Text excerpt:
Yes, that is right, some herbs and spices have fabulous anti-ageing elements that can assist everyone, at all ages, to age well.
So what is so great about these plants that we add to our meals for delicious flavour? Herbs and spices have a long culinary tradition and can assist with improving our nutritional intake in a number of ways.
Spices are generally grown in tropical areas and come from the bark, buds, fruit, roots, seeds or stems of plants or trees. Herbs are generally grown in temperate areas and are the fragrant leaves of plants.
The first benefit of all herbs and spices is that the flavours can be used to replace fat and salt in our cooking. As we age, we want to reduce the amount of saturated fat and salt in our diet to decrease our risk of heart disease. Replacing these nutrients with healthy alternatives such as herbs and spices is a great start.
Secondly, herbs and spices have naturally occurring compounds providing health benefitscalled phytonutrients.
Phytonutrients are bio active compounds found in food that have been associated with slowing the ageing process and assisting to reduce the risk of a number of diseases.
Herbs and spices can also be good sources of antioxidants, which are commonly known as beneficial to healthy ageing due to their ability to network against damage to cells and genetic material.
Not all herbs and spices offer the same benefit when it comes to healthy ageing, some offer anti-ageing elements that are better than others. The spices with the most beneficial healthy ageing impact are cinnamon and turmeric and the most beneficial herbs are oregano, thyme and rosemary.

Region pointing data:

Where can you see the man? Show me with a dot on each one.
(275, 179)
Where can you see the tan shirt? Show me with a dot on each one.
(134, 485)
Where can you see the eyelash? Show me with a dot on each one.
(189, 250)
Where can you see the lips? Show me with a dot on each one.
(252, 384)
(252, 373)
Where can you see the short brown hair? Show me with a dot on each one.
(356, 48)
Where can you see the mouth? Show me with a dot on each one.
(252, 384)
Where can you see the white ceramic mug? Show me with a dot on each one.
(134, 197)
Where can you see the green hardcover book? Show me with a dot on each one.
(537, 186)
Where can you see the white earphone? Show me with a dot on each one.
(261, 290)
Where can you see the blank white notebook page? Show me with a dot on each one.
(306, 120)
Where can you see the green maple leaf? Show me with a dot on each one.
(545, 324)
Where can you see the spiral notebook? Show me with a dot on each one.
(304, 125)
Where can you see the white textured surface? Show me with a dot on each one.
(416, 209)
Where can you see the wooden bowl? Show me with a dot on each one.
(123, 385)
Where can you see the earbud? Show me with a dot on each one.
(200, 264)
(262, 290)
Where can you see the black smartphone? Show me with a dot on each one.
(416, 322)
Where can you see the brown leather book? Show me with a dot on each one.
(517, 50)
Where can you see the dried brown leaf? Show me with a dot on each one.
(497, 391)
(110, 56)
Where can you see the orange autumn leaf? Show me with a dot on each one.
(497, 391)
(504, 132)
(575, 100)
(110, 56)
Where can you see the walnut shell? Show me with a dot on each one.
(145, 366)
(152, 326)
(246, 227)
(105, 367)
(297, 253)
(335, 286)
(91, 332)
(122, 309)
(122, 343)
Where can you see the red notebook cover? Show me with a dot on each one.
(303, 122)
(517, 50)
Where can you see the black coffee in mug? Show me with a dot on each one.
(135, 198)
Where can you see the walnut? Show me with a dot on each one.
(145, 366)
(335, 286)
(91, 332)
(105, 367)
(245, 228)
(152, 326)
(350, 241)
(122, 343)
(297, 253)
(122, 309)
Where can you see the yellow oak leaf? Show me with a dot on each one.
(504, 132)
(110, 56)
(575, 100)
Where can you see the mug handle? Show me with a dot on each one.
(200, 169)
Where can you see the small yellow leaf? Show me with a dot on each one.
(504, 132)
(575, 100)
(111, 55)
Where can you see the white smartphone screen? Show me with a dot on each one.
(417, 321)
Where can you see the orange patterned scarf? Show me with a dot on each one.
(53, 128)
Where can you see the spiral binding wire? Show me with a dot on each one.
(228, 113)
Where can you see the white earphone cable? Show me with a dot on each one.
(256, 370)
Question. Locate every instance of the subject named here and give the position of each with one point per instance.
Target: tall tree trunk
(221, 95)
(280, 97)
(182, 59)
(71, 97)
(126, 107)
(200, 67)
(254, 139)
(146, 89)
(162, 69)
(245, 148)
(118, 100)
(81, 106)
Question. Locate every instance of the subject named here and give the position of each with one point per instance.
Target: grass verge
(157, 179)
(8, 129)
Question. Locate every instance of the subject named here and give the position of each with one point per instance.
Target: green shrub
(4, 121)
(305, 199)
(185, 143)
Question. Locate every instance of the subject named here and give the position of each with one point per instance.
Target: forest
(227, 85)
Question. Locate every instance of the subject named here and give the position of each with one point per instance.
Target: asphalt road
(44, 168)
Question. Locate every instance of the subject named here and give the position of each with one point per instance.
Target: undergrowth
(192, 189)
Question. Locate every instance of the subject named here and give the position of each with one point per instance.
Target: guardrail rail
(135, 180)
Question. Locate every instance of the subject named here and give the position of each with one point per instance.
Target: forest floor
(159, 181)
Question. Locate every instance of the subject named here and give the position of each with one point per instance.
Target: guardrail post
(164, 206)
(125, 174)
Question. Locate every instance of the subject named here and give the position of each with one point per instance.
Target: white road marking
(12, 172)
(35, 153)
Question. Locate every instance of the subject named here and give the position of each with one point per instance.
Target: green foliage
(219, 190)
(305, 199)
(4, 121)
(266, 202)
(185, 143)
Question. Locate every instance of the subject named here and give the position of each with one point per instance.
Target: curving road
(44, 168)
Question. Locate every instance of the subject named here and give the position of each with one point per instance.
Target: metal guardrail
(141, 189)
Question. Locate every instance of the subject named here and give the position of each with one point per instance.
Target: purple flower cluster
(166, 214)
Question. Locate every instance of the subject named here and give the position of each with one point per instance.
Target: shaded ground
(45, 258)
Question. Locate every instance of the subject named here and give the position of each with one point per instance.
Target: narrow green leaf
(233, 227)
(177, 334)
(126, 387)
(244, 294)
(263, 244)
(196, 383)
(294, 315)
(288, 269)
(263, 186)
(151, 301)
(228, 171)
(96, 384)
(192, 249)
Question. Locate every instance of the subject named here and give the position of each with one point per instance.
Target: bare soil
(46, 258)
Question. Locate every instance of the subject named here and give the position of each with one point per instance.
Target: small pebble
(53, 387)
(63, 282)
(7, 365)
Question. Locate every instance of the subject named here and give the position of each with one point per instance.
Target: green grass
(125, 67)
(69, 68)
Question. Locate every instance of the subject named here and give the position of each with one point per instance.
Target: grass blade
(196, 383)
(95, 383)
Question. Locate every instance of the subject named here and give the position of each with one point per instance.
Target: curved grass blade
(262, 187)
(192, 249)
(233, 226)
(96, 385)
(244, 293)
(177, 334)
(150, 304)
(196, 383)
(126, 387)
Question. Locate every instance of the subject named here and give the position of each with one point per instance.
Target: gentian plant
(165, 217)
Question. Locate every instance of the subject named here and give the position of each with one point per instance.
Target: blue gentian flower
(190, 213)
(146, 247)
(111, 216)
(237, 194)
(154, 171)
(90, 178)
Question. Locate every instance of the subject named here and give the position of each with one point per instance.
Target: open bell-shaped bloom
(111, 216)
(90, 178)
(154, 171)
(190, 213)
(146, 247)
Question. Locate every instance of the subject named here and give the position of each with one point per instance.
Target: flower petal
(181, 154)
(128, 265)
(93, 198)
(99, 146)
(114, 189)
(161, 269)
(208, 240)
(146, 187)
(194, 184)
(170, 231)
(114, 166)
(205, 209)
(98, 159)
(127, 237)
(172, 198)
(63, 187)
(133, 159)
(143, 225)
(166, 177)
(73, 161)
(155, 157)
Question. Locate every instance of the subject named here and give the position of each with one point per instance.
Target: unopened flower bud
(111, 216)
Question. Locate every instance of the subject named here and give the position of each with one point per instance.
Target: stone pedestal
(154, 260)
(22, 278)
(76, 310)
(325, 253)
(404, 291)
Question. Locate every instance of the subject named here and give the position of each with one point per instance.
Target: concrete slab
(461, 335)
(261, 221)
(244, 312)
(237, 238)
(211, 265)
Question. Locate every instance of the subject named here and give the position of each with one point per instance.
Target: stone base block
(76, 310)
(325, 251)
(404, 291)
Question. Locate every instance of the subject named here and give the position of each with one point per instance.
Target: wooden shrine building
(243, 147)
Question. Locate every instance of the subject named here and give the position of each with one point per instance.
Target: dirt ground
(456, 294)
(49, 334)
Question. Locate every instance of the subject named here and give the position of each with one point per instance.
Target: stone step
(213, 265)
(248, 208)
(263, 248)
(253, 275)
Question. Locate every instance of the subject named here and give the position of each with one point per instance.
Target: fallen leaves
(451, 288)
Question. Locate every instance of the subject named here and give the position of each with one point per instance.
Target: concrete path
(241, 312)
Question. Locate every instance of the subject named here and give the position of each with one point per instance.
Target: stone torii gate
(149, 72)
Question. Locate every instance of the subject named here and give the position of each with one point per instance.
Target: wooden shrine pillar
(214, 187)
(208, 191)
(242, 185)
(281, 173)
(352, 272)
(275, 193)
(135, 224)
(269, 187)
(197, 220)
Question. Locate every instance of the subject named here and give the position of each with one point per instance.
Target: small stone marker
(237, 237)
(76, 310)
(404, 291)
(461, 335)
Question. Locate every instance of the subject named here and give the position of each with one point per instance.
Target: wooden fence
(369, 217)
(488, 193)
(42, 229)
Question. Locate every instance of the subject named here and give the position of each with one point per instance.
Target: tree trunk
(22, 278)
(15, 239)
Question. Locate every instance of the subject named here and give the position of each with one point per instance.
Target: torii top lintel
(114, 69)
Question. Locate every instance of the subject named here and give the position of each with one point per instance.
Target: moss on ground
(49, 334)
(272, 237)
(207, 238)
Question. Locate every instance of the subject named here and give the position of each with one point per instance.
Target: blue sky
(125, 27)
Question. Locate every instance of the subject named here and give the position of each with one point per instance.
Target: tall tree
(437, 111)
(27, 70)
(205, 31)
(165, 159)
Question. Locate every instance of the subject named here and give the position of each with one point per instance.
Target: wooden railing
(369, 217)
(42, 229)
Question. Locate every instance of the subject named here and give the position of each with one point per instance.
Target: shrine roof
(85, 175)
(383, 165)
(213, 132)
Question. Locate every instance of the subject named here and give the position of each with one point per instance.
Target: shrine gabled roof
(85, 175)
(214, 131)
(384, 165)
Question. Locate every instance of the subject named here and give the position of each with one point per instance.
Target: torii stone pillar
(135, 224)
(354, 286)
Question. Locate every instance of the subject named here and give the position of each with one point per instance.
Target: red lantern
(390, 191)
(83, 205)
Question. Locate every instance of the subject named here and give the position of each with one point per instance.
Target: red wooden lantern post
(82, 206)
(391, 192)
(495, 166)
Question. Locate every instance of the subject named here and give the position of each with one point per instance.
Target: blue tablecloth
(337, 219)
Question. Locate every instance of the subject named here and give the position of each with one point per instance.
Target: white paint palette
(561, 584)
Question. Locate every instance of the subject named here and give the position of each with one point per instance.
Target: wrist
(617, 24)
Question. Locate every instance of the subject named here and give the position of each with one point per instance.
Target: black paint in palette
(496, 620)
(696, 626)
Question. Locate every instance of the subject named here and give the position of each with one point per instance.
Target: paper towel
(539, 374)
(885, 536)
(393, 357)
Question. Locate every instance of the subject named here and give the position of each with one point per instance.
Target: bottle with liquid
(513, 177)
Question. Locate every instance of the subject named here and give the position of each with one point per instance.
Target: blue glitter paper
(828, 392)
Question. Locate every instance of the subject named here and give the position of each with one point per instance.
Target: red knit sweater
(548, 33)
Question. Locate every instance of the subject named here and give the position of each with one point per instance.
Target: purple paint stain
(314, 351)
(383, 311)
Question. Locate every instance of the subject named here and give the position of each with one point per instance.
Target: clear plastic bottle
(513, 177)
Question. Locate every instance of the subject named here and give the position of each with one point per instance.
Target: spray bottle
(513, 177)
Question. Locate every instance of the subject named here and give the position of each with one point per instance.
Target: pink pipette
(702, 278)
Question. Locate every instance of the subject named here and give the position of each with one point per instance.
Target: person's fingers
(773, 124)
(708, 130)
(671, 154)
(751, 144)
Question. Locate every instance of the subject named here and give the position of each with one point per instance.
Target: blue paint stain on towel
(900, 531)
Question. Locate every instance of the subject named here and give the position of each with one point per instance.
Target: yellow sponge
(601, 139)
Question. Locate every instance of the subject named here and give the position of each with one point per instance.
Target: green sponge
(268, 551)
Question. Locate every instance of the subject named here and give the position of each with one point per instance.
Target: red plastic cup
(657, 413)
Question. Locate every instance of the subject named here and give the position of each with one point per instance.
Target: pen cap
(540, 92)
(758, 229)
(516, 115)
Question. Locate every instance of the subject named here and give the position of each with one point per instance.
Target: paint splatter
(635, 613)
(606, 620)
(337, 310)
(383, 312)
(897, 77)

What to work on:
According to the text on herbs and spices, which plant parts can spices come from?

Answer section:
Bark, buds, fruit, roots, seeds, stems